↓

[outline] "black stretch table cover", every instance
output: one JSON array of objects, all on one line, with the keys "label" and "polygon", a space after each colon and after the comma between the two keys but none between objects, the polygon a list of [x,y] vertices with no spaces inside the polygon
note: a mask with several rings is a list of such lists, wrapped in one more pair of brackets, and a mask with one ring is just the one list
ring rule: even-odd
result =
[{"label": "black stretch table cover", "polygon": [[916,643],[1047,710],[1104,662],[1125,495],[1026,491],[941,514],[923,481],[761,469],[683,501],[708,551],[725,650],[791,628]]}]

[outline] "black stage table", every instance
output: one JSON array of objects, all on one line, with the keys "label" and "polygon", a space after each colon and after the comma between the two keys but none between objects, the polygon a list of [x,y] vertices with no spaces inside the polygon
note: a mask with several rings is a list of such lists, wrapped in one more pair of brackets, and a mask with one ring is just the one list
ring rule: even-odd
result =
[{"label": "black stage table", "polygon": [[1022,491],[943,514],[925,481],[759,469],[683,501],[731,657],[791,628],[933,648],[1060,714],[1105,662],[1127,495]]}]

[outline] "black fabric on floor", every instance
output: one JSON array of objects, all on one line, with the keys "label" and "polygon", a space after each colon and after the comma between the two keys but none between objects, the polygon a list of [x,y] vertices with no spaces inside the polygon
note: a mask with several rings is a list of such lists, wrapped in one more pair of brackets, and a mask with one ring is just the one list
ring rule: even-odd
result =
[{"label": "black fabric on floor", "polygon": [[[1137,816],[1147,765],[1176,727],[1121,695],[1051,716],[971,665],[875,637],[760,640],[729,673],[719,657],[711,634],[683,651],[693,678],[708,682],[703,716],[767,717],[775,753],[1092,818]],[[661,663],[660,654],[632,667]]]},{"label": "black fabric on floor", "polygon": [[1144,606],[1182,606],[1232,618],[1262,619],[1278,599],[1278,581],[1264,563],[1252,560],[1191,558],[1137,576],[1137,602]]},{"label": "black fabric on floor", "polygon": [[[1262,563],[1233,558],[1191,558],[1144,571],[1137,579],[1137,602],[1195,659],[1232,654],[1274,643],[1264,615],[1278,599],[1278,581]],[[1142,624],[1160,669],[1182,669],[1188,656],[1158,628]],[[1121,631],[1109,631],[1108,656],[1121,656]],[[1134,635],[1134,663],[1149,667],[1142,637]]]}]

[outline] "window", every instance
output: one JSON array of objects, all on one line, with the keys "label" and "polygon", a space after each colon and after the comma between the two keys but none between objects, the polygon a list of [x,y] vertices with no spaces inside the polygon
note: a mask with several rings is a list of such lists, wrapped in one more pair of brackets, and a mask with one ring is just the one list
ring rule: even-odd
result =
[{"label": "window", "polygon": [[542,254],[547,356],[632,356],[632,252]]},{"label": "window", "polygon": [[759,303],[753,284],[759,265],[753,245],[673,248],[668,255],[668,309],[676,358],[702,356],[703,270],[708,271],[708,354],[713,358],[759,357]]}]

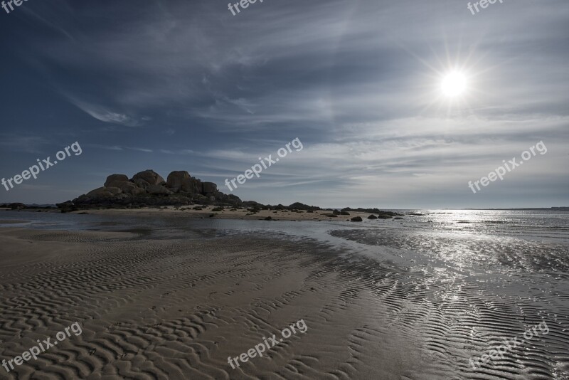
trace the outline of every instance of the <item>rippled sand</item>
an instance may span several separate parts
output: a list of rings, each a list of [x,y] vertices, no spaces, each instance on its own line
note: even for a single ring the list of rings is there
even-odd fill
[[[136,229],[1,230],[0,360],[75,322],[83,334],[16,371],[0,367],[0,377],[568,377],[566,247],[413,231],[331,234],[395,250],[402,261],[260,233],[156,240]],[[305,334],[232,369],[228,357],[300,319]],[[480,369],[469,364],[541,321],[548,334]]]

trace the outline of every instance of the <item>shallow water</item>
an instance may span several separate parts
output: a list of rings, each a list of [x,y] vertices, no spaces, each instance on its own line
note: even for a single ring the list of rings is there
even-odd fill
[[[363,275],[388,305],[378,317],[428,348],[421,360],[432,372],[425,378],[569,378],[569,212],[412,212],[425,215],[351,223],[4,212],[0,219],[28,221],[0,227],[132,231],[137,240],[250,235],[299,249],[319,243],[378,263]],[[548,334],[477,369],[469,364],[544,322]]]

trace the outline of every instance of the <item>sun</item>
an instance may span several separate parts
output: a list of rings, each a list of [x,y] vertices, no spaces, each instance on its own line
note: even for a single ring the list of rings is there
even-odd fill
[[[442,78],[440,89],[445,95],[454,97],[464,94],[467,90],[467,85],[468,80],[464,73],[459,71],[452,71]]]

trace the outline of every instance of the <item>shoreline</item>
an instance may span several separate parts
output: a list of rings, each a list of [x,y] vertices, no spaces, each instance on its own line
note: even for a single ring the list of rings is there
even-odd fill
[[[201,210],[196,210],[195,207],[201,207]],[[251,219],[251,220],[266,220],[265,218],[270,216],[271,220],[274,221],[351,221],[352,218],[359,216],[362,219],[366,219],[370,215],[377,216],[377,213],[371,213],[367,212],[359,211],[349,211],[349,215],[337,215],[336,216],[327,216],[326,214],[331,214],[333,211],[327,210],[316,210],[312,212],[306,211],[304,210],[299,210],[297,211],[292,211],[289,210],[259,210],[255,213],[252,213],[250,209],[245,207],[224,207],[223,211],[213,211],[220,208],[218,206],[211,205],[191,205],[182,207],[175,207],[173,206],[162,206],[161,208],[144,208],[144,209],[85,209],[71,211],[70,214],[85,214],[85,215],[141,215],[148,216],[156,213],[167,215],[169,216],[174,217],[187,217],[191,218],[217,218],[220,219]],[[230,211],[232,209],[237,209],[235,211]],[[1,211],[1,210],[0,210]],[[23,209],[23,210],[5,210],[14,212],[50,212],[58,213],[57,211],[45,211],[43,209]],[[211,215],[214,216],[210,216]],[[385,218],[385,221],[400,220],[408,217],[408,215],[403,216],[395,216],[393,218]],[[1,214],[0,213],[0,218]],[[378,220],[383,220],[381,218]],[[357,222],[354,222],[357,223]]]

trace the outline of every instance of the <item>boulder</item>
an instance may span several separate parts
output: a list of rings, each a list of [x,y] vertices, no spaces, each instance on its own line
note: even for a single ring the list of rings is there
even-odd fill
[[[215,193],[218,191],[218,185],[213,182],[203,182],[201,184],[203,188],[202,190],[202,194],[204,195]]]
[[[149,185],[159,185],[166,183],[164,179],[154,170],[144,170],[134,174],[132,181],[142,187],[147,187]]]
[[[173,194],[171,191],[168,189],[165,188],[161,185],[149,185],[146,189],[148,194],[164,194],[164,195],[170,195]]]
[[[124,174],[111,174],[107,177],[107,181],[105,181],[105,186],[110,186],[111,182],[114,182],[115,181],[128,181],[129,177],[125,176]]]
[[[190,174],[185,170],[172,171],[168,174],[166,186],[174,193],[178,193],[179,191],[186,193],[193,192],[191,176],[190,176]]]
[[[144,189],[137,186],[130,181],[112,181],[108,184],[105,185],[107,187],[118,187],[123,193],[127,194],[136,195],[144,194],[146,191]]]
[[[99,187],[87,193],[90,198],[110,198],[120,194],[122,191],[118,187]]]

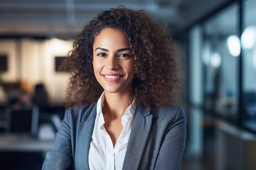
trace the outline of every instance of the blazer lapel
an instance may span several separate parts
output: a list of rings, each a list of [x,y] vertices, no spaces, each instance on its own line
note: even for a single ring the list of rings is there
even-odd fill
[[[137,170],[151,127],[153,115],[148,108],[137,106],[123,165],[124,170]]]
[[[78,170],[89,170],[88,157],[90,144],[94,128],[96,116],[96,104],[92,108],[88,109],[85,115],[88,115],[85,118],[84,121],[79,125],[76,136],[76,169]]]

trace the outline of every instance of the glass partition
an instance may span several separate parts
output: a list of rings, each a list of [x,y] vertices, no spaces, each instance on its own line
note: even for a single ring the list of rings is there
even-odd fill
[[[256,131],[256,1],[247,0],[243,3],[242,125]]]
[[[234,122],[239,111],[238,7],[234,3],[202,25],[205,112]]]

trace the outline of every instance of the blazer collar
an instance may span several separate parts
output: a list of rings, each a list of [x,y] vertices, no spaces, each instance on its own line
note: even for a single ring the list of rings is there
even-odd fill
[[[142,105],[137,107],[124,158],[123,169],[138,169],[148,140],[152,123],[153,115]]]
[[[90,114],[86,121],[83,121],[79,125],[77,137],[77,145],[83,145],[79,147],[77,151],[77,155],[84,155],[82,159],[75,159],[76,169],[89,170],[88,158],[91,139],[92,135],[95,117],[96,105],[95,104],[92,110],[88,109],[85,115]],[[90,112],[91,113],[87,113]],[[150,114],[148,108],[142,105],[137,107],[133,119],[131,133],[128,142],[127,149],[123,165],[123,169],[138,169],[142,157],[144,148],[151,127],[153,115]]]
[[[76,137],[76,144],[79,150],[76,152],[76,155],[77,155],[77,158],[75,159],[76,162],[76,165],[77,166],[76,167],[76,169],[89,169],[88,162],[89,150],[96,117],[97,104],[96,103],[94,104],[92,108],[87,109],[84,114],[88,115],[88,118],[83,119],[83,120],[79,125]]]

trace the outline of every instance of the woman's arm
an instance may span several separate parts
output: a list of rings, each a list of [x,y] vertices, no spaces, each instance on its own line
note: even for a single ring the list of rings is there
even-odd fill
[[[67,112],[65,113],[52,150],[46,155],[42,170],[68,170],[70,167],[72,162],[71,126]]]
[[[185,148],[186,120],[184,110],[178,110],[173,122],[163,139],[155,170],[180,170]]]

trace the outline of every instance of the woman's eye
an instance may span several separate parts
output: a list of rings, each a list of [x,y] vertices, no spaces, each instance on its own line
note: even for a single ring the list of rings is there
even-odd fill
[[[122,57],[130,57],[130,55],[127,54],[121,54],[119,56]]]
[[[104,54],[104,53],[99,53],[97,54],[97,55],[100,57],[106,57],[106,54]]]

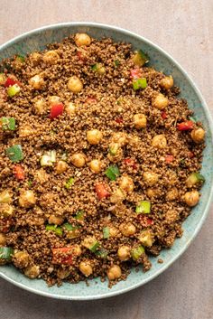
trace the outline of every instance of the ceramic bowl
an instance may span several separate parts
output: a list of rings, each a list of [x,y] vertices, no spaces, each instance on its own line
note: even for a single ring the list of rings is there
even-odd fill
[[[59,299],[88,300],[98,299],[119,295],[134,289],[153,279],[167,269],[189,247],[203,224],[212,197],[213,185],[213,146],[212,146],[212,119],[200,92],[186,71],[168,53],[156,44],[143,36],[114,26],[92,23],[68,23],[45,26],[18,36],[0,47],[0,59],[11,57],[14,54],[24,55],[33,51],[43,50],[47,43],[60,42],[70,33],[87,33],[95,38],[111,37],[115,41],[125,41],[133,44],[134,49],[142,48],[150,58],[150,64],[157,70],[171,74],[175,84],[181,88],[181,97],[188,100],[190,108],[195,110],[195,118],[202,121],[206,130],[206,148],[204,150],[202,174],[206,183],[201,190],[201,199],[192,210],[191,215],[183,223],[184,233],[181,239],[176,239],[171,249],[161,253],[163,264],[157,262],[157,258],[151,258],[153,267],[143,273],[132,269],[127,280],[121,281],[112,288],[108,288],[107,280],[101,283],[99,278],[77,285],[64,283],[61,286],[48,287],[42,279],[31,280],[22,275],[13,266],[0,267],[0,276],[9,282],[31,292]],[[181,276],[181,274],[180,274]]]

↑

Objective » Exact repetition is required for the lines from the one that contains "trace the outline of every instance of the ceramic" through the final line; leave out everything else.

Answer to the problem »
trace the outline of every instance of the ceramic bowl
an instance may span several separate parts
output: a list of rings, each a list of [x,y] vertices, no spaces, each instance on its own line
note: even for a single ring the list of rings is there
even-odd fill
[[[59,299],[88,300],[98,299],[119,295],[134,289],[153,279],[167,269],[189,247],[203,224],[212,197],[213,185],[213,146],[212,146],[212,119],[200,92],[186,71],[168,53],[156,44],[143,36],[114,26],[92,23],[68,23],[45,26],[18,36],[0,47],[0,59],[11,57],[14,54],[24,55],[33,51],[43,50],[47,43],[60,42],[70,33],[87,33],[95,38],[111,37],[115,41],[125,41],[133,44],[134,49],[142,48],[150,58],[150,64],[157,70],[171,74],[175,84],[181,88],[181,97],[188,100],[190,108],[195,110],[195,118],[202,121],[206,130],[206,148],[204,150],[202,174],[206,183],[201,190],[201,199],[192,210],[191,215],[183,223],[184,233],[181,239],[176,239],[171,249],[161,253],[163,264],[157,262],[157,258],[151,258],[153,267],[143,273],[132,269],[127,280],[121,281],[112,288],[108,288],[107,280],[101,283],[99,278],[77,285],[64,283],[61,286],[48,287],[42,279],[31,280],[22,275],[13,266],[0,267],[0,276],[9,282],[31,292]],[[181,276],[181,274],[180,274]]]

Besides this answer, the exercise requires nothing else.